-- start of Records shown --

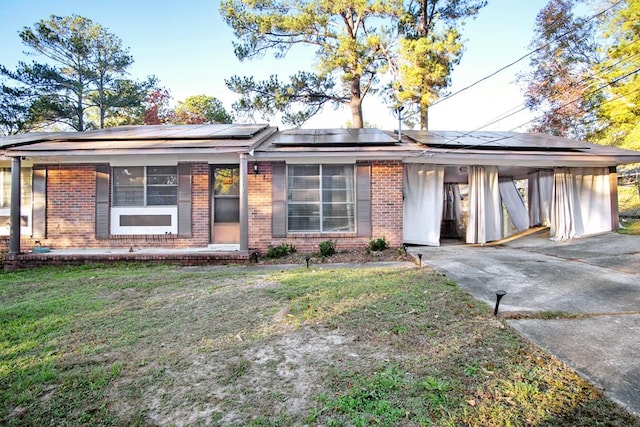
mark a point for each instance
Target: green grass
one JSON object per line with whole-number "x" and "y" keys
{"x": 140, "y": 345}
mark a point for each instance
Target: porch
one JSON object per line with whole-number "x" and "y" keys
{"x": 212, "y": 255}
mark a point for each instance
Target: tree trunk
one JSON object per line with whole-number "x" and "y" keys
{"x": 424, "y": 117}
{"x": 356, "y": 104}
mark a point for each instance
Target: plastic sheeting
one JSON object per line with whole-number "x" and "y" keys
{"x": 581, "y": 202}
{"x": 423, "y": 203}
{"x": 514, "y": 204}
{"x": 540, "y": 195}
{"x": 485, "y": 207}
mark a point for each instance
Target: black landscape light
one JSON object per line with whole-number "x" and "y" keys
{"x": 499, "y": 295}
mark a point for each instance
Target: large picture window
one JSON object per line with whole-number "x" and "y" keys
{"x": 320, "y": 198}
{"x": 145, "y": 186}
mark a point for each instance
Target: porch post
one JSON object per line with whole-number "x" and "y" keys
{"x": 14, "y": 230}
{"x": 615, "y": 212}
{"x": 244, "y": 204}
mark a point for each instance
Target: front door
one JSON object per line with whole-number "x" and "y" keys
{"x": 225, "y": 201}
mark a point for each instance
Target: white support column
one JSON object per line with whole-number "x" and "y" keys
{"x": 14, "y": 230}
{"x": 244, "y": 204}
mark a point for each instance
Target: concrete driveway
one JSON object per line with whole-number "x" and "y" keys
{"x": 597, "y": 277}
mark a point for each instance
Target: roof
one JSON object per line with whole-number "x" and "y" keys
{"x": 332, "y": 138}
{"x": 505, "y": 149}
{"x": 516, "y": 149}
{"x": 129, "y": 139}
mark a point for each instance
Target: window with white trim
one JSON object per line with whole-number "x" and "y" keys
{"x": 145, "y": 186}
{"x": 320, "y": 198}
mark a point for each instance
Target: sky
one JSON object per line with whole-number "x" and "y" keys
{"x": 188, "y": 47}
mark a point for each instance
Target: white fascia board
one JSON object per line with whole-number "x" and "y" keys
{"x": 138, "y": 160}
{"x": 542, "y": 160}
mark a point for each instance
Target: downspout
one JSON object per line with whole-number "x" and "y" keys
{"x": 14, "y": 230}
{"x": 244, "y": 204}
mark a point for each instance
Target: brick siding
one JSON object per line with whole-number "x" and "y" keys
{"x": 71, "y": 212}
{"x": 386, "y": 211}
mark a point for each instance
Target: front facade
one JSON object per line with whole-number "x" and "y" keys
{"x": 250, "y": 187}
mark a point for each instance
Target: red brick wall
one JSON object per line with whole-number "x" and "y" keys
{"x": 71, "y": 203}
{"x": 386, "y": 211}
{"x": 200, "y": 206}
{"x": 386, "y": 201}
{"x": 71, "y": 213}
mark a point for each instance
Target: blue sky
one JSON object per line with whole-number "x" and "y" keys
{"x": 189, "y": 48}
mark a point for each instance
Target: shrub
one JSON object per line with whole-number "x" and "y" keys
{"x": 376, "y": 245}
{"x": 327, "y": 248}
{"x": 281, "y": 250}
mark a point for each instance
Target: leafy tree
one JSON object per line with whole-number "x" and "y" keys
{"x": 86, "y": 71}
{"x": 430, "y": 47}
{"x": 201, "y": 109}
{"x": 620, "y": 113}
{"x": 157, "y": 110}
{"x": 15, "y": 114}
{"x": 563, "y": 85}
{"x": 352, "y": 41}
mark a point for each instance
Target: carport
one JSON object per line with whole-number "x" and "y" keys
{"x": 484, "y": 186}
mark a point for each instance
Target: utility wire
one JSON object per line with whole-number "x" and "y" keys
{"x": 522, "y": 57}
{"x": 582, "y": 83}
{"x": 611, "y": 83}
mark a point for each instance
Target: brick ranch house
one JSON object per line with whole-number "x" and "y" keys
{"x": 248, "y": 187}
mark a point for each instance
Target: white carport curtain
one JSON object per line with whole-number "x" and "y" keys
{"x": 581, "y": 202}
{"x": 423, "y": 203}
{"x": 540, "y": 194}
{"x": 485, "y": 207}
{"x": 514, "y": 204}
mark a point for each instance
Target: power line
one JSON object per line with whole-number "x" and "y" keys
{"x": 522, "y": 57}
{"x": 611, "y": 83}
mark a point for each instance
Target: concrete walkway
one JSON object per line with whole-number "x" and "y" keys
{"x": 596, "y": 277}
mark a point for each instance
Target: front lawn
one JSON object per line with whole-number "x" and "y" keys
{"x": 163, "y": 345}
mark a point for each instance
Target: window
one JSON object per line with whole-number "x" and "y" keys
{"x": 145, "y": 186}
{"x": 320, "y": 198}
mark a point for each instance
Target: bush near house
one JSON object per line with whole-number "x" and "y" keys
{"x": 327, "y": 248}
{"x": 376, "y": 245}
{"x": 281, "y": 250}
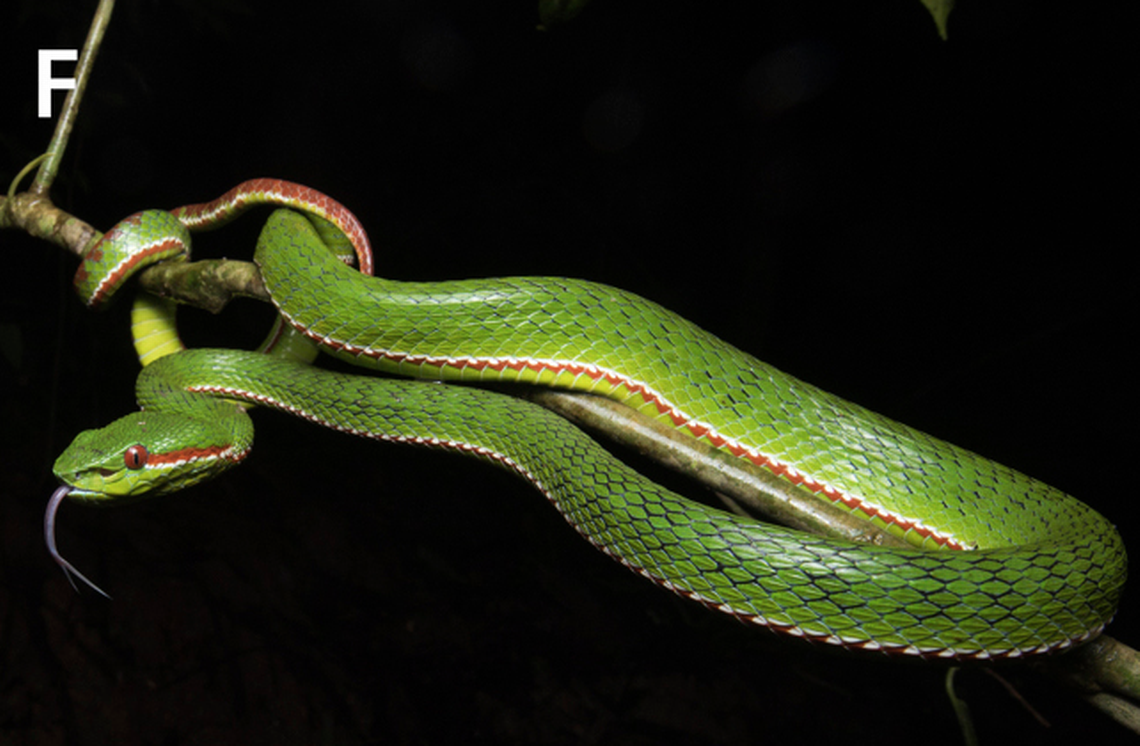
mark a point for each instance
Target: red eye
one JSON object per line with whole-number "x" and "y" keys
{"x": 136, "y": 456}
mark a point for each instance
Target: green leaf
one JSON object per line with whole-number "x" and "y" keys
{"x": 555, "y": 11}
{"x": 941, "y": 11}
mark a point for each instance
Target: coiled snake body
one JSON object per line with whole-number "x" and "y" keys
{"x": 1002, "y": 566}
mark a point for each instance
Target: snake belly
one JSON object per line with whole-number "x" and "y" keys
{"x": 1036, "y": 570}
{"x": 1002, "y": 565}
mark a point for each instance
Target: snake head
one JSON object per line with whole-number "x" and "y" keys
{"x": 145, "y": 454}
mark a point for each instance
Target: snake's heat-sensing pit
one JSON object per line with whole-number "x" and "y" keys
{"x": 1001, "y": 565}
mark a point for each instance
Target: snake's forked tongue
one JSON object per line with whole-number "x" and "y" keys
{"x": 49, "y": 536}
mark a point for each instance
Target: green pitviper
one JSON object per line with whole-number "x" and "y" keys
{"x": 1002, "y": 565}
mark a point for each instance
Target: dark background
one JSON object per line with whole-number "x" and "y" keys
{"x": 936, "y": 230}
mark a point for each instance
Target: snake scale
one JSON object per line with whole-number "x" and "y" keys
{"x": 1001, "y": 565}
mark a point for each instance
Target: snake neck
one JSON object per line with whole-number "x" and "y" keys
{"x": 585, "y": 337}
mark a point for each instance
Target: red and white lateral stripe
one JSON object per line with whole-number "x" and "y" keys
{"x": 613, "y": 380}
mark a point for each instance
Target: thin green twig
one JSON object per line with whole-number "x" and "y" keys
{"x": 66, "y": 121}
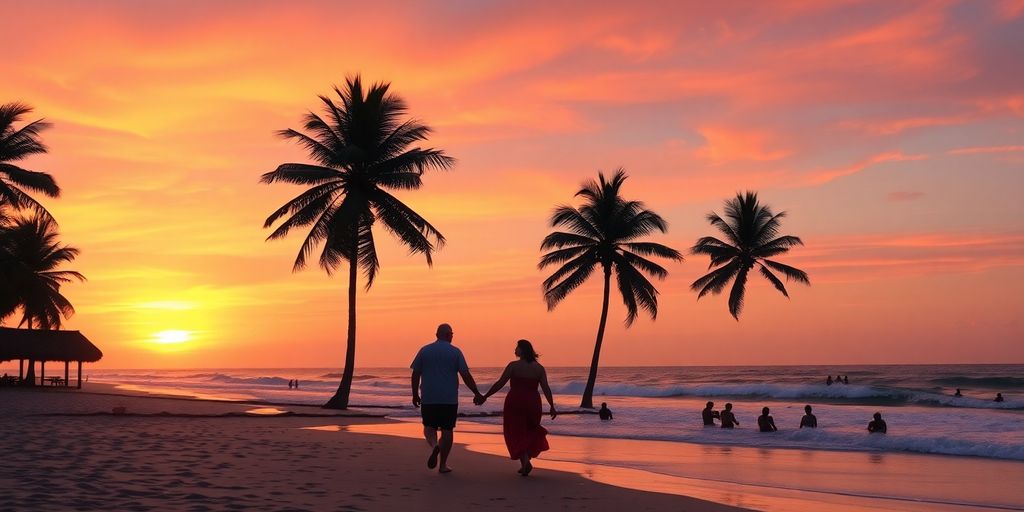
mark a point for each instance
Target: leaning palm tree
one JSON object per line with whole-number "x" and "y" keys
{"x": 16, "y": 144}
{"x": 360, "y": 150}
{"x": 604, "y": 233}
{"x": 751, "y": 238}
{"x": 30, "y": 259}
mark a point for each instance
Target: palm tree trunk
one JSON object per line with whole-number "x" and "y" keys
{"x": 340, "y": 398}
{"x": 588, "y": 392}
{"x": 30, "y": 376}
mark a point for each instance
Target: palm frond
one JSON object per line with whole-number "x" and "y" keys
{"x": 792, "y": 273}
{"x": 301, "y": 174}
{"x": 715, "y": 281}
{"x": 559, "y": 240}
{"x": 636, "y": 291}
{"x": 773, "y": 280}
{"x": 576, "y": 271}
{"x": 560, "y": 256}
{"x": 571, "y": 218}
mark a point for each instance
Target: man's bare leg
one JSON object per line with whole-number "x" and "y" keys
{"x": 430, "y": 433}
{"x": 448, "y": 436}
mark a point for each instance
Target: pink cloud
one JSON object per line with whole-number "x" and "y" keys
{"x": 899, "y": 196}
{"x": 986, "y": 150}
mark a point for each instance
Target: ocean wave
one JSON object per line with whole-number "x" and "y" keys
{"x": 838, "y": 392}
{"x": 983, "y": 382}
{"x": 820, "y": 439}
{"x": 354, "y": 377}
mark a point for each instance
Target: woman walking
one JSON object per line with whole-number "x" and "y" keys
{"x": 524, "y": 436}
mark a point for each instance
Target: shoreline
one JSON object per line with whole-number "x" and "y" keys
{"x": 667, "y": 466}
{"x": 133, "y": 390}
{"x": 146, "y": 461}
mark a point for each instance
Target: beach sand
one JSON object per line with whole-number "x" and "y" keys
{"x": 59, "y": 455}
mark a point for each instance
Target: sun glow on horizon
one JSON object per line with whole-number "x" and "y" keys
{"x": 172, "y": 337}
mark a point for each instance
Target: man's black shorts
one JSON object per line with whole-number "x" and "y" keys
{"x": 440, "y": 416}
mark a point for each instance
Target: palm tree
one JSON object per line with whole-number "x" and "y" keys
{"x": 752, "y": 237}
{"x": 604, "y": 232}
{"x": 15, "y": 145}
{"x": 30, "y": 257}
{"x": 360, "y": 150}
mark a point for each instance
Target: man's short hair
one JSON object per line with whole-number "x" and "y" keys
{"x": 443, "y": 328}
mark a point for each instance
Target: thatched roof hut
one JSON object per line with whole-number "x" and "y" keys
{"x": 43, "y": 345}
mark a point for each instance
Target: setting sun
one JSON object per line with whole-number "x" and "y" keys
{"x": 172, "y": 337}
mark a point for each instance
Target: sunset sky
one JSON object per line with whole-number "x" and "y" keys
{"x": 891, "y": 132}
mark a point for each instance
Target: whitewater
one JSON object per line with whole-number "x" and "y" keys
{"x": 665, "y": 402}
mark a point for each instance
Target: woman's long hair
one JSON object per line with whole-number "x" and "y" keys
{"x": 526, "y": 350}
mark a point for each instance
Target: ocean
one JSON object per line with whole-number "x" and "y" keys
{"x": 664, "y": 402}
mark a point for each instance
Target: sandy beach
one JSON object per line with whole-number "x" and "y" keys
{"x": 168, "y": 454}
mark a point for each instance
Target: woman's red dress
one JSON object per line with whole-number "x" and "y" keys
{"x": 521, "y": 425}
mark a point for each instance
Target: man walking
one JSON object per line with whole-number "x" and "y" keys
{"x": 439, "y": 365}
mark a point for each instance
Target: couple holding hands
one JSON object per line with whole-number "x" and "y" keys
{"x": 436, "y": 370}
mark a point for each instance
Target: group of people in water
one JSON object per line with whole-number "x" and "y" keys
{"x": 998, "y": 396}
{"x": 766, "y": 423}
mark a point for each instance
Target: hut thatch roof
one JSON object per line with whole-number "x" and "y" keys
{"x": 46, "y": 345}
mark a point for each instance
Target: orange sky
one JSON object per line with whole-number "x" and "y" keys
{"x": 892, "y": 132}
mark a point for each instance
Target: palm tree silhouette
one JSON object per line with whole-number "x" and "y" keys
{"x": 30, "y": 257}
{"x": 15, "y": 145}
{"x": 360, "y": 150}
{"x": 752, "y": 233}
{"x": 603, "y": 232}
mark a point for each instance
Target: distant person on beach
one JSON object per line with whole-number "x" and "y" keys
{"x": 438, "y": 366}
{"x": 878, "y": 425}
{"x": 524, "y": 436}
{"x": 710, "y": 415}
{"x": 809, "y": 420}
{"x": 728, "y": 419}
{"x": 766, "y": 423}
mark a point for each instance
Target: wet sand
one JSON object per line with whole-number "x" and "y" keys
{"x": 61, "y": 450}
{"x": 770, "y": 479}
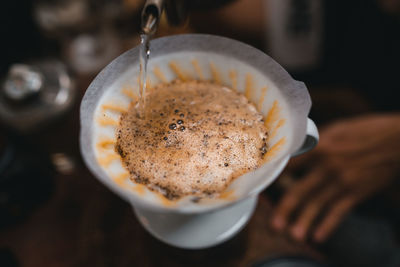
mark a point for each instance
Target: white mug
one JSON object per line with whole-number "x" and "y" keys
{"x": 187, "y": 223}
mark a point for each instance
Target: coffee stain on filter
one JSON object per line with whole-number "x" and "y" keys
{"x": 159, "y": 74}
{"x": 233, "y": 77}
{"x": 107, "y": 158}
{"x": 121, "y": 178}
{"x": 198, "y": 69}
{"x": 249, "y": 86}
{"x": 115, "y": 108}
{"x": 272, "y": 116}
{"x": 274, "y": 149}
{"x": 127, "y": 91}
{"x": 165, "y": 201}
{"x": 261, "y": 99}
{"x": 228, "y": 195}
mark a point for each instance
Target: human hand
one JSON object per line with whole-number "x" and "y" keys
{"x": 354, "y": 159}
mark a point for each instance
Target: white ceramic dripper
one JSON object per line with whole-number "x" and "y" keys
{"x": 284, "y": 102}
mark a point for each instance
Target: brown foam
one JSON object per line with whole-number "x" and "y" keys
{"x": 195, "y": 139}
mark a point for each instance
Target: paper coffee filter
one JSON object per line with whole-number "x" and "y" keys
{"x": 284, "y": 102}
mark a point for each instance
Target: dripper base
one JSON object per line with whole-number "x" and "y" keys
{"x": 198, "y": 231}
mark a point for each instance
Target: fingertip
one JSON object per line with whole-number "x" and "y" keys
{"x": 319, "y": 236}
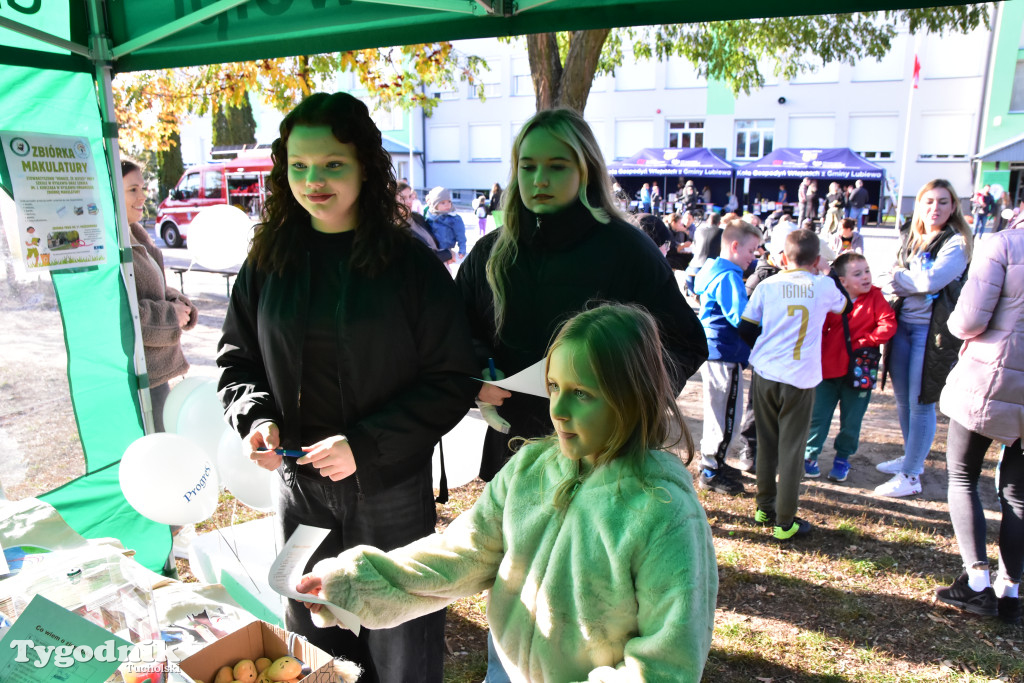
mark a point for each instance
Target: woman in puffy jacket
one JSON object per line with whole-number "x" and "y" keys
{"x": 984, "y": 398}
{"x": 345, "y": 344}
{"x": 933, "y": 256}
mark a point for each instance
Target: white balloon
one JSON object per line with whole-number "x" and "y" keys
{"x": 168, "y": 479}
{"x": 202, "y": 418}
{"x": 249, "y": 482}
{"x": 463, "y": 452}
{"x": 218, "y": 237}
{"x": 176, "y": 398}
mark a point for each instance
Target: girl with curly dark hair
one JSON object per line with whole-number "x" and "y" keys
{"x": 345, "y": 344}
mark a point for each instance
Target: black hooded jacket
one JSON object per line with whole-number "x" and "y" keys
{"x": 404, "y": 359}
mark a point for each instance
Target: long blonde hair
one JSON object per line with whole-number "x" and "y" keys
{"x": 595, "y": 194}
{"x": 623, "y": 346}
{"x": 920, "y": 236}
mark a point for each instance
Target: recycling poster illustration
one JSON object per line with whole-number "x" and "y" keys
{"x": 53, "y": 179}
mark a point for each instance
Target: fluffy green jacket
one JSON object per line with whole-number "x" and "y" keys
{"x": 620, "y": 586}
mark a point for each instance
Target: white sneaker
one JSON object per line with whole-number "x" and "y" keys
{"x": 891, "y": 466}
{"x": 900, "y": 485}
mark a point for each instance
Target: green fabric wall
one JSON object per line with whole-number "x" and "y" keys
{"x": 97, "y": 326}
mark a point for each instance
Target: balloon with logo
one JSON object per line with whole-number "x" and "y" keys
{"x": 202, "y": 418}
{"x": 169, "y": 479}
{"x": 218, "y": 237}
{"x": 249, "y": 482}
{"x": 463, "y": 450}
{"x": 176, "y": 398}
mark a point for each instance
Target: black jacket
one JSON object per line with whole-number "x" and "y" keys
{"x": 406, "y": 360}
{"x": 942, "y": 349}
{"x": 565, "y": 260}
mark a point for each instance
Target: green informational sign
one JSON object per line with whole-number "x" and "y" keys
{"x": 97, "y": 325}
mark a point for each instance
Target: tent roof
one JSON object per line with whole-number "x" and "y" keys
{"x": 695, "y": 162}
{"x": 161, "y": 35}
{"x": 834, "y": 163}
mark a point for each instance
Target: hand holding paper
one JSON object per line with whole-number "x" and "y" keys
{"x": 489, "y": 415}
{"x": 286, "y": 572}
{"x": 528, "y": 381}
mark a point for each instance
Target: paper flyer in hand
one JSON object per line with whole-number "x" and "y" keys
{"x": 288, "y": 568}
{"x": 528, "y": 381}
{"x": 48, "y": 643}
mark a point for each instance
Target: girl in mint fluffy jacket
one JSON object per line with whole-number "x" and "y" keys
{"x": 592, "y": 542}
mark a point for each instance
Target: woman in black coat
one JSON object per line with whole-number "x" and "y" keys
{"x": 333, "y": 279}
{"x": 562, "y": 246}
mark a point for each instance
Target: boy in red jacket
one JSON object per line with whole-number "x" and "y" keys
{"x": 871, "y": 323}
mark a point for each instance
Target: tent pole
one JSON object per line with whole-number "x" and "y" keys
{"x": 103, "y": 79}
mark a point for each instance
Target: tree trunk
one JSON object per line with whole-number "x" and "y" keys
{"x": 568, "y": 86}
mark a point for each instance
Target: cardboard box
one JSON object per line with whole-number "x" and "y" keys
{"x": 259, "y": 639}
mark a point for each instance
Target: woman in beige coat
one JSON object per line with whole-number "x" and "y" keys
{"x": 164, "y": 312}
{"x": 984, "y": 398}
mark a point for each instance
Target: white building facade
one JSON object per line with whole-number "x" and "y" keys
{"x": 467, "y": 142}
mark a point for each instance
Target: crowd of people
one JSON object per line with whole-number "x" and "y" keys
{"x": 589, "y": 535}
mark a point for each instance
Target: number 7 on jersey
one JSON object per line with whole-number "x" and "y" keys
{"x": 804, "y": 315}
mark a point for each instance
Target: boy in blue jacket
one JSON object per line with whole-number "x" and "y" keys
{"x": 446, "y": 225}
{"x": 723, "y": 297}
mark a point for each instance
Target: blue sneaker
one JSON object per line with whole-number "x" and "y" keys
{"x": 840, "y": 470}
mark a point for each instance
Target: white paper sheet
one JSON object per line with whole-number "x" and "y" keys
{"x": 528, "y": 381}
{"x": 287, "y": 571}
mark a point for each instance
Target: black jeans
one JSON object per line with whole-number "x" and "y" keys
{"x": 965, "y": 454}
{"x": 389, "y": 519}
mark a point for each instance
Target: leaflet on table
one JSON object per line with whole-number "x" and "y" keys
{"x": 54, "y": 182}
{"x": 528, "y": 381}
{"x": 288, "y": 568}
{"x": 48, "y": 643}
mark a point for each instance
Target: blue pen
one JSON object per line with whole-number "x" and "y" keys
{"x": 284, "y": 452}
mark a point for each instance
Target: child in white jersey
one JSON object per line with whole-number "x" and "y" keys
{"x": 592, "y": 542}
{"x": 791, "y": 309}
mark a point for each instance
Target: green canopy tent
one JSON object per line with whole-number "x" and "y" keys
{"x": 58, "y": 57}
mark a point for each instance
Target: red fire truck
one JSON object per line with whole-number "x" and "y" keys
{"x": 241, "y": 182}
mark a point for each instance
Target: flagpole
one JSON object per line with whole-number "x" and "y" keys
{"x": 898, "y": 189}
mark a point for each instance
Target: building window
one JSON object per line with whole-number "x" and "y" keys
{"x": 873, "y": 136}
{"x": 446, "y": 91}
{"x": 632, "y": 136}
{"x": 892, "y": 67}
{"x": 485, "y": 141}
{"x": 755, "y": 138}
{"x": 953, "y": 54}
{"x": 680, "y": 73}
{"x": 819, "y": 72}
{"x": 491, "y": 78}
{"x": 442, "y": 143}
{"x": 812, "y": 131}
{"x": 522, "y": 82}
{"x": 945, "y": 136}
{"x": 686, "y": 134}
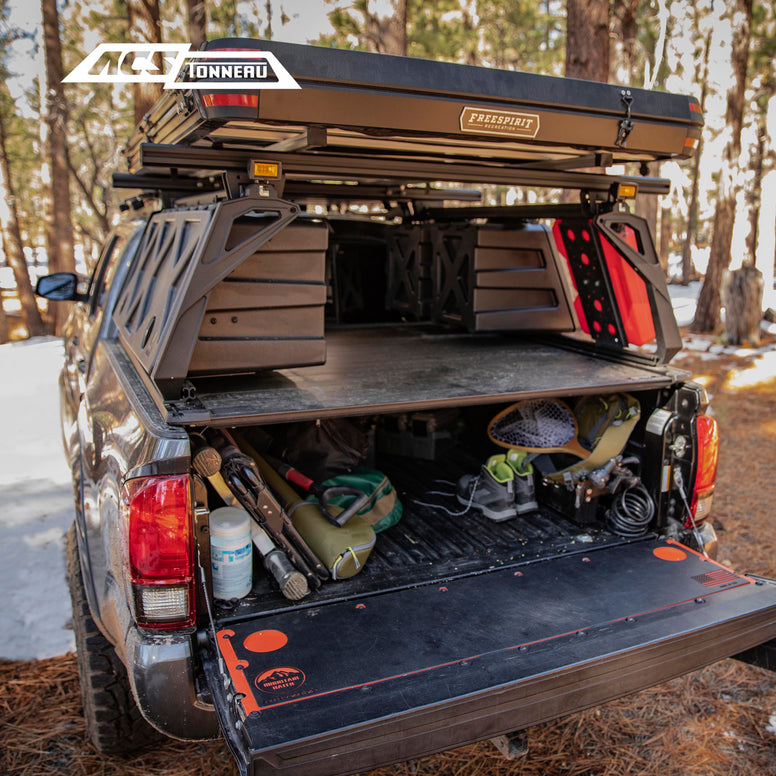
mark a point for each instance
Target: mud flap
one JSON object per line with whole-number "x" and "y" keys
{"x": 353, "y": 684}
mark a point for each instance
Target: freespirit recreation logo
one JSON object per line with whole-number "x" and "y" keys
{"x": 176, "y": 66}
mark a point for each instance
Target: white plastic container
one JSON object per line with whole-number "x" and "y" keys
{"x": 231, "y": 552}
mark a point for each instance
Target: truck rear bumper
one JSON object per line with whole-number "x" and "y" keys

-- end of Records shown --

**Given request**:
Return each line of the rows above that contains the string "carport". Case counts.

**Exercise output**:
Target: carport
Target: white carport curtain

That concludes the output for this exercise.